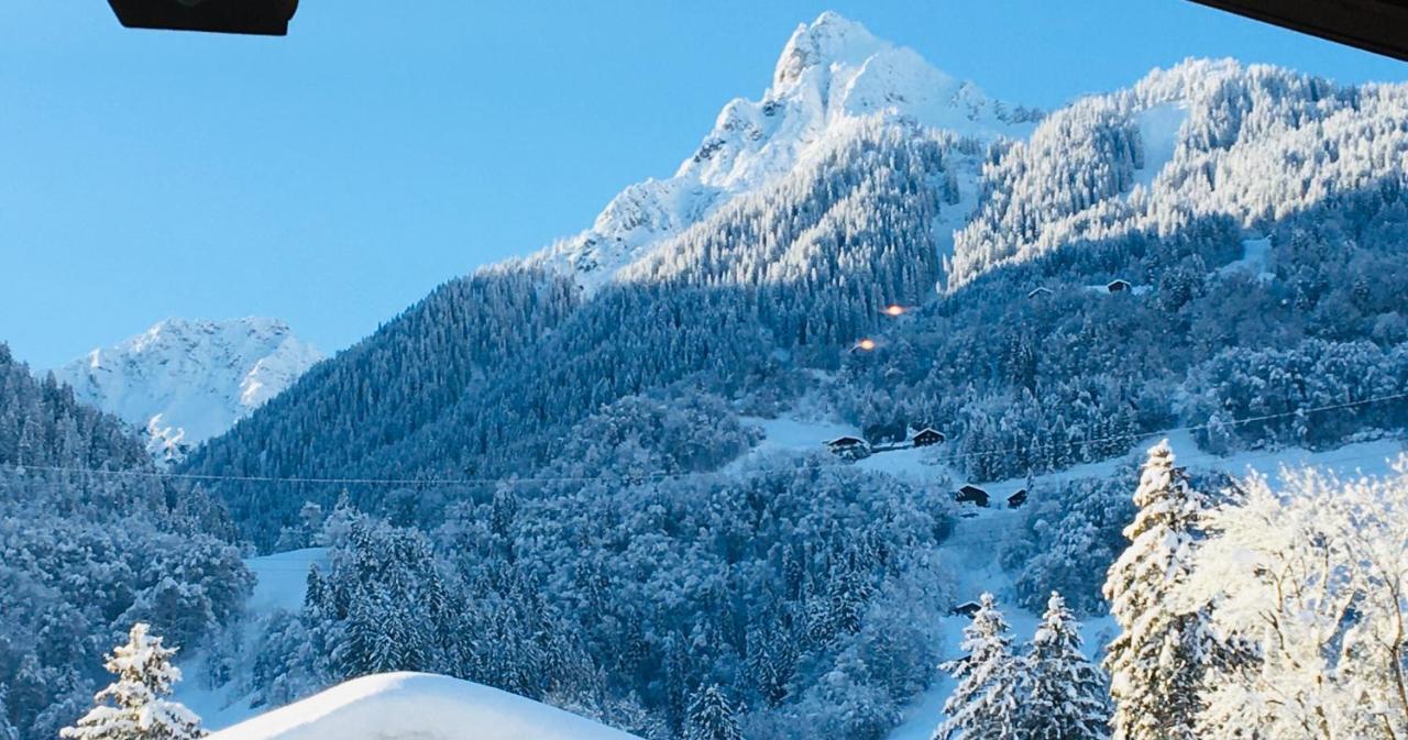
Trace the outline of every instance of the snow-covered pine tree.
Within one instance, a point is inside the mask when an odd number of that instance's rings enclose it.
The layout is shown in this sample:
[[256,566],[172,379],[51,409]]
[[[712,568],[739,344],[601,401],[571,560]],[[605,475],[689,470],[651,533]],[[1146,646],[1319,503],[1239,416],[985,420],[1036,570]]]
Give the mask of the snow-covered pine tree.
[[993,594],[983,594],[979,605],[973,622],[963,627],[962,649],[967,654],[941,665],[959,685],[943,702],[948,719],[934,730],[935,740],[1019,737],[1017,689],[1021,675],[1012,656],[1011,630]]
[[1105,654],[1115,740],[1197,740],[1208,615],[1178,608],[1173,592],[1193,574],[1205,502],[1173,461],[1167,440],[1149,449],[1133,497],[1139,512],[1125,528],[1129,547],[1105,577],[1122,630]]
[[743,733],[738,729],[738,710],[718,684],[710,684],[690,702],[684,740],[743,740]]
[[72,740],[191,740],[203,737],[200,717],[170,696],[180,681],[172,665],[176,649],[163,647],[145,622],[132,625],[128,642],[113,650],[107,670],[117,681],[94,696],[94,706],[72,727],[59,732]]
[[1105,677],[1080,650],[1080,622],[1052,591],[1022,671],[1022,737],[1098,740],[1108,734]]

--

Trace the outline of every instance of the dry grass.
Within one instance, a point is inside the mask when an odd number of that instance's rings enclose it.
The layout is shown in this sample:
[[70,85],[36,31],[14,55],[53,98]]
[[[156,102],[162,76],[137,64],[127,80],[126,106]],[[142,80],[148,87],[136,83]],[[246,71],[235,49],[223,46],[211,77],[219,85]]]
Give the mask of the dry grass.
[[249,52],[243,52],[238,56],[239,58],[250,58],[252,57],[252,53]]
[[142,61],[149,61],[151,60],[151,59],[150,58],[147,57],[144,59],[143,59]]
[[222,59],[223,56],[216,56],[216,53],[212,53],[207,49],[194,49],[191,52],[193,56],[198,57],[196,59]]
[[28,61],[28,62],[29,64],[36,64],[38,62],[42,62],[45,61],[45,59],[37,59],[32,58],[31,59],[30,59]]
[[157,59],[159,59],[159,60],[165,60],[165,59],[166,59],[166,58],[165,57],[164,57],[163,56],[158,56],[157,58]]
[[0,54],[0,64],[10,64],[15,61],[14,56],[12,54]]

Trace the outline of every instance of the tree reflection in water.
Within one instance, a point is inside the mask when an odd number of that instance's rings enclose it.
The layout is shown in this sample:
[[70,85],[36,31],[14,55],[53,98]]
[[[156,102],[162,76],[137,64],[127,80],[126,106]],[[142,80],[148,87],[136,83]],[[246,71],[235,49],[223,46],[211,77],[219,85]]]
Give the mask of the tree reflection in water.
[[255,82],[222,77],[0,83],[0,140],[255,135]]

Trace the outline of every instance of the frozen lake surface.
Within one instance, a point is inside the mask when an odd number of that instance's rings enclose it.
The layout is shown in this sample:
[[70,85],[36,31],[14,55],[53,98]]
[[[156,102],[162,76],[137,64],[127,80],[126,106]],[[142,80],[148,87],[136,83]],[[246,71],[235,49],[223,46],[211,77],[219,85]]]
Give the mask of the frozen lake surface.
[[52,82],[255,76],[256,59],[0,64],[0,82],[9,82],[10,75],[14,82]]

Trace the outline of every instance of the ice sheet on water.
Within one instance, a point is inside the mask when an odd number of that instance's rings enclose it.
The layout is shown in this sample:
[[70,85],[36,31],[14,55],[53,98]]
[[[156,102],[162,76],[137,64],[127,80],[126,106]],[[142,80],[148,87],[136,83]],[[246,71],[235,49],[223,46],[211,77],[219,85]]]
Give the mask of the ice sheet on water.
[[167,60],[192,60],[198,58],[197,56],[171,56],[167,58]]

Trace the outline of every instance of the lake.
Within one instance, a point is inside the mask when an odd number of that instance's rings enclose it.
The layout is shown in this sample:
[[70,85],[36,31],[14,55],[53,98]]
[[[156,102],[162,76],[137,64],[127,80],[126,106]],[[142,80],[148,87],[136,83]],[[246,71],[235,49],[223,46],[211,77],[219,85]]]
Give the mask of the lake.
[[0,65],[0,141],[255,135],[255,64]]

--

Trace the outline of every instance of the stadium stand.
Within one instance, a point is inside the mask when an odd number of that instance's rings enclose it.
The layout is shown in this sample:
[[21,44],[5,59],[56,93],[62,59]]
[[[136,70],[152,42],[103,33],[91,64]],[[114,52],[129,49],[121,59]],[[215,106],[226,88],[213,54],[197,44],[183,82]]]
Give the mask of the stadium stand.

• Written problem:
Rewrite the lines from the one with "Trace the outline of every instance of the snow-covered" up to and including the one with "[[256,566],[172,379],[51,409]]", replacing "layout" with "format" and leaving everything else the same.

• Expected output:
Trace the outline of every instance of the snow-covered pine tree.
Within one instance, a point is inside the mask when an odd number of that instance's rings enclose it.
The format is shown in this sample:
[[256,566],[172,379],[51,409]]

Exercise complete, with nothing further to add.